◆ What the task requires ◆
Rewrite the listing below from the line containing "Objective — one marker per instance of the parked" through the end of the listing, replacing "shrub" with "bush" and leaving everything else unchanged. Leave the pictures out of your answer.

◆ Extracted information ◆

• • •

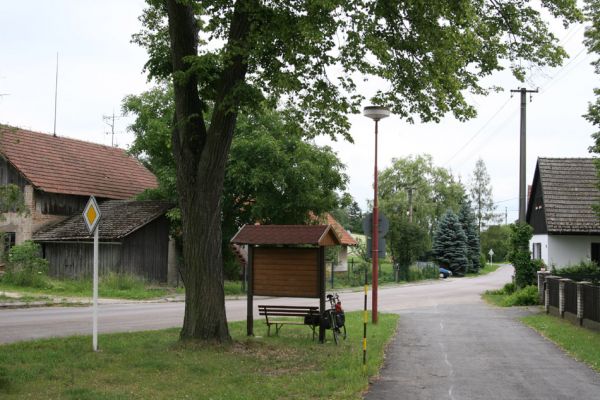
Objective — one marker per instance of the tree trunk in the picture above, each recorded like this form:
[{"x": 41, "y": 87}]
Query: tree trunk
[{"x": 200, "y": 156}]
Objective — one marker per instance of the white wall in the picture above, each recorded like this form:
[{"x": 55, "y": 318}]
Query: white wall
[
  {"x": 543, "y": 239},
  {"x": 564, "y": 250}
]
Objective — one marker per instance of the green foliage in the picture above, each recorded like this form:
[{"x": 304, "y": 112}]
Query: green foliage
[
  {"x": 495, "y": 237},
  {"x": 407, "y": 242},
  {"x": 510, "y": 296},
  {"x": 434, "y": 190},
  {"x": 116, "y": 281},
  {"x": 481, "y": 194},
  {"x": 273, "y": 174},
  {"x": 449, "y": 244},
  {"x": 469, "y": 225},
  {"x": 430, "y": 63},
  {"x": 430, "y": 190},
  {"x": 25, "y": 267},
  {"x": 581, "y": 343},
  {"x": 134, "y": 365},
  {"x": 583, "y": 268},
  {"x": 520, "y": 256}
]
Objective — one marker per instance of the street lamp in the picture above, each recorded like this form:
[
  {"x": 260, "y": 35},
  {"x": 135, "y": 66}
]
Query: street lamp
[{"x": 376, "y": 113}]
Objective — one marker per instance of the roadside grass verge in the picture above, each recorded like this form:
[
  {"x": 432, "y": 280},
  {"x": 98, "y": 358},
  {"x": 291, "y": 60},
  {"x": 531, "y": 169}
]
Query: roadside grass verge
[
  {"x": 156, "y": 365},
  {"x": 508, "y": 296},
  {"x": 581, "y": 343},
  {"x": 24, "y": 299},
  {"x": 485, "y": 270},
  {"x": 110, "y": 286}
]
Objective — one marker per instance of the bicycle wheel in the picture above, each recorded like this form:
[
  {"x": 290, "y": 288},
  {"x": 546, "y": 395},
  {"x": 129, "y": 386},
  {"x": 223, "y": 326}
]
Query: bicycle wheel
[{"x": 335, "y": 330}]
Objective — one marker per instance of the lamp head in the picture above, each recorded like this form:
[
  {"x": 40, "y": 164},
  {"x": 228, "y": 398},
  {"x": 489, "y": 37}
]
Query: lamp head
[{"x": 376, "y": 112}]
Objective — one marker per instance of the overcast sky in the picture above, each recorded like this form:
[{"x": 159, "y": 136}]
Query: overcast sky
[{"x": 98, "y": 66}]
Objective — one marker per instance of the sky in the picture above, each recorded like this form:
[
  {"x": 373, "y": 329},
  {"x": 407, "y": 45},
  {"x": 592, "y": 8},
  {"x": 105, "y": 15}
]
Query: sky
[{"x": 98, "y": 66}]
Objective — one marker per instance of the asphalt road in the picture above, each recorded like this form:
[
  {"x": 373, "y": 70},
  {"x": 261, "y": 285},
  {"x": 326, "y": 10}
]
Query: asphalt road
[
  {"x": 450, "y": 345},
  {"x": 469, "y": 350},
  {"x": 35, "y": 323}
]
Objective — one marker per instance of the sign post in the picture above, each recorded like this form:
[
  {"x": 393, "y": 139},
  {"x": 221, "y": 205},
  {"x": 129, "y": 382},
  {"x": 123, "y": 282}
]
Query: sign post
[{"x": 91, "y": 216}]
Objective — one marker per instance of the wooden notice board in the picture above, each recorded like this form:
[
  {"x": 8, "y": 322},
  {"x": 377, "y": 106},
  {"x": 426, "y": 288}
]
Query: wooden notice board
[{"x": 286, "y": 272}]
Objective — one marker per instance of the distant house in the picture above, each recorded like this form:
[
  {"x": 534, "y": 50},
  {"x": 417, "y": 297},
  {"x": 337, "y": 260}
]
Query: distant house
[
  {"x": 133, "y": 236},
  {"x": 566, "y": 229},
  {"x": 57, "y": 176}
]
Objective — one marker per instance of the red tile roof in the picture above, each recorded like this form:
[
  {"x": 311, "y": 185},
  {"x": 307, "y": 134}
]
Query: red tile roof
[
  {"x": 283, "y": 234},
  {"x": 69, "y": 166}
]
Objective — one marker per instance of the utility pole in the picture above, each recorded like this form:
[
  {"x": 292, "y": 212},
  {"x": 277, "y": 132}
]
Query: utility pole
[
  {"x": 410, "y": 189},
  {"x": 110, "y": 121},
  {"x": 522, "y": 150}
]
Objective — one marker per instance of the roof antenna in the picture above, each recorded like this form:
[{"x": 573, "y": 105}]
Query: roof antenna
[{"x": 55, "y": 94}]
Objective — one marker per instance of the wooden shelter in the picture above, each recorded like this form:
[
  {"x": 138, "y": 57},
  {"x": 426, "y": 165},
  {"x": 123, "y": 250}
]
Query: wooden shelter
[{"x": 286, "y": 261}]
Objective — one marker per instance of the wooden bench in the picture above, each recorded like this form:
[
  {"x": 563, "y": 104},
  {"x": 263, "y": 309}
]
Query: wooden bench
[{"x": 309, "y": 314}]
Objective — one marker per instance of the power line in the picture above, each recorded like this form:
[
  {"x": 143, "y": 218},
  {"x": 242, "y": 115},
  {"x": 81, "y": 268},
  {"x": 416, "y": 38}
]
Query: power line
[
  {"x": 110, "y": 121},
  {"x": 478, "y": 131}
]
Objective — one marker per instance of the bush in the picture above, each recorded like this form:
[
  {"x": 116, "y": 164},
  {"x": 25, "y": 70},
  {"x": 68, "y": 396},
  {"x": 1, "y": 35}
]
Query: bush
[
  {"x": 583, "y": 268},
  {"x": 25, "y": 267},
  {"x": 528, "y": 296},
  {"x": 520, "y": 256}
]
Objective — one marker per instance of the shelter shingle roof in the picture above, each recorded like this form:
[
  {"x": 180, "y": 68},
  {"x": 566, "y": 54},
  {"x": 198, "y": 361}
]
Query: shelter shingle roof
[
  {"x": 569, "y": 187},
  {"x": 69, "y": 166},
  {"x": 119, "y": 219},
  {"x": 283, "y": 235}
]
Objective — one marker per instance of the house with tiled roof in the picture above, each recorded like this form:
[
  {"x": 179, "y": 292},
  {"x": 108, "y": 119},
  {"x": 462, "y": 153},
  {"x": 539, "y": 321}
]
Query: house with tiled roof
[
  {"x": 57, "y": 175},
  {"x": 133, "y": 239},
  {"x": 566, "y": 229}
]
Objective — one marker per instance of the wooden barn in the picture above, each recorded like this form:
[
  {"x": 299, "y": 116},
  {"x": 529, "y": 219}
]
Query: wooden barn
[
  {"x": 134, "y": 239},
  {"x": 57, "y": 175}
]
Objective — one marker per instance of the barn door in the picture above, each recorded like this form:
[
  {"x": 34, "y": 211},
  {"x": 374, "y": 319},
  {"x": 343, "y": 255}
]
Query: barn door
[{"x": 596, "y": 253}]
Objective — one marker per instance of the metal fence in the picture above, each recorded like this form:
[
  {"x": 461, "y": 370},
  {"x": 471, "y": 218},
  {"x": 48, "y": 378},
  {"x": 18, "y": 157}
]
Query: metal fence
[
  {"x": 553, "y": 299},
  {"x": 571, "y": 297},
  {"x": 591, "y": 302}
]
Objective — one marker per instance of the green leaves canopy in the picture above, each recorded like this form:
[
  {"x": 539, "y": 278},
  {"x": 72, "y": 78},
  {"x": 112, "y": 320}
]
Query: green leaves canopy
[{"x": 312, "y": 54}]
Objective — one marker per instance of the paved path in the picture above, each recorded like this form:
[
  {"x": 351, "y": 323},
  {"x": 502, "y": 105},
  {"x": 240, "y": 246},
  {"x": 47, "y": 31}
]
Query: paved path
[
  {"x": 475, "y": 351},
  {"x": 34, "y": 323}
]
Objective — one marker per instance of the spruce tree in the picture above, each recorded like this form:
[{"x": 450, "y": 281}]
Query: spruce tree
[
  {"x": 450, "y": 244},
  {"x": 470, "y": 227}
]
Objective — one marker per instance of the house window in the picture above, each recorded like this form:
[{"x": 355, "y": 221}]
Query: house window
[
  {"x": 596, "y": 253},
  {"x": 537, "y": 251},
  {"x": 9, "y": 241}
]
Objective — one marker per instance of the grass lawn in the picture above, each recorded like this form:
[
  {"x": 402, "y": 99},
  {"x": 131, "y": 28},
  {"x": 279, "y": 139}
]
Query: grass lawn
[
  {"x": 111, "y": 287},
  {"x": 485, "y": 270},
  {"x": 156, "y": 365},
  {"x": 83, "y": 288},
  {"x": 581, "y": 343}
]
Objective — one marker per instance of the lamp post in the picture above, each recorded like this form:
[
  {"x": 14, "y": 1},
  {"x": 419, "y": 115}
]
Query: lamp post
[{"x": 376, "y": 113}]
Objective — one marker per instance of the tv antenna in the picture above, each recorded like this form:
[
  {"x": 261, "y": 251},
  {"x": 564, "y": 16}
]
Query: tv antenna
[{"x": 110, "y": 121}]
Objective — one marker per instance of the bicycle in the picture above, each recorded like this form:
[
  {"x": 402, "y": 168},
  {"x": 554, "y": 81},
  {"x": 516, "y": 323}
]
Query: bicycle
[{"x": 334, "y": 318}]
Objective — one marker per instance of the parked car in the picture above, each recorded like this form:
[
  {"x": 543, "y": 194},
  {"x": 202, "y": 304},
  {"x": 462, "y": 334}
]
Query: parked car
[{"x": 444, "y": 273}]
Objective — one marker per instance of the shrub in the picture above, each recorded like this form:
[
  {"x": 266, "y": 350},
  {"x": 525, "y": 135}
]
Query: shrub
[
  {"x": 25, "y": 267},
  {"x": 527, "y": 296},
  {"x": 583, "y": 268},
  {"x": 520, "y": 256}
]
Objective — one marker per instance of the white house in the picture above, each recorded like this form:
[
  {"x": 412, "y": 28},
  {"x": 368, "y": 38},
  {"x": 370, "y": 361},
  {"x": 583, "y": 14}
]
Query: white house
[{"x": 566, "y": 230}]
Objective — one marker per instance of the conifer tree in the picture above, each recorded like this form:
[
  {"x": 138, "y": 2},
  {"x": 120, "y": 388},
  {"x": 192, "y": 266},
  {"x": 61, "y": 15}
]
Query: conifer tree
[
  {"x": 450, "y": 244},
  {"x": 470, "y": 227}
]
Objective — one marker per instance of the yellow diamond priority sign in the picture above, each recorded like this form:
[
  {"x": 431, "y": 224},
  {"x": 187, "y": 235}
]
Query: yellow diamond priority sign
[{"x": 91, "y": 214}]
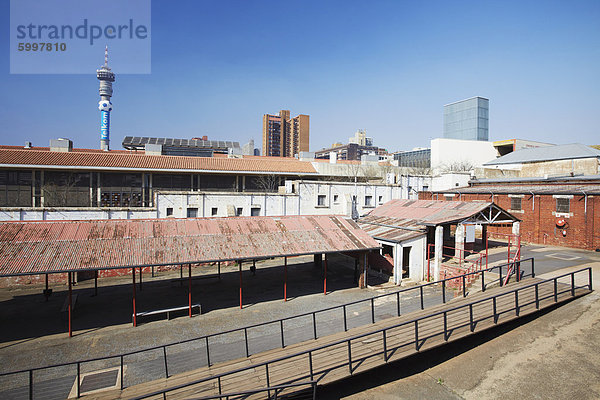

• • •

◆ Task solution ◆
Objective — one marker per instance of the parked car in the picture above, each recorded like this form:
[
  {"x": 543, "y": 194},
  {"x": 202, "y": 304},
  {"x": 462, "y": 334}
]
Query: parked car
[{"x": 444, "y": 273}]
Objective — one marker per instance of the bush in the picture above, each recorded like this form:
[
  {"x": 266, "y": 350},
  {"x": 525, "y": 135}
]
Query: bush
[
  {"x": 25, "y": 267},
  {"x": 527, "y": 296},
  {"x": 583, "y": 268},
  {"x": 520, "y": 256}
]
Objective — one marker per instance of the white house in the picture above, each recorded like this form:
[
  {"x": 412, "y": 28},
  {"x": 368, "y": 38},
  {"x": 370, "y": 361},
  {"x": 583, "y": 14}
]
Query: white house
[{"x": 566, "y": 230}]
Objective — one marker per instance of the conifer tree in the picture above, each recorded like this form:
[
  {"x": 138, "y": 2},
  {"x": 120, "y": 388},
  {"x": 192, "y": 266},
  {"x": 61, "y": 15}
]
Query: conifer tree
[
  {"x": 450, "y": 244},
  {"x": 470, "y": 227}
]
Objective — one marker per instance of the yellow diamond priority sign in the picture above, each recorded like this form:
[
  {"x": 431, "y": 224},
  {"x": 187, "y": 235}
]
Query: yellow diamond priority sign
[{"x": 91, "y": 214}]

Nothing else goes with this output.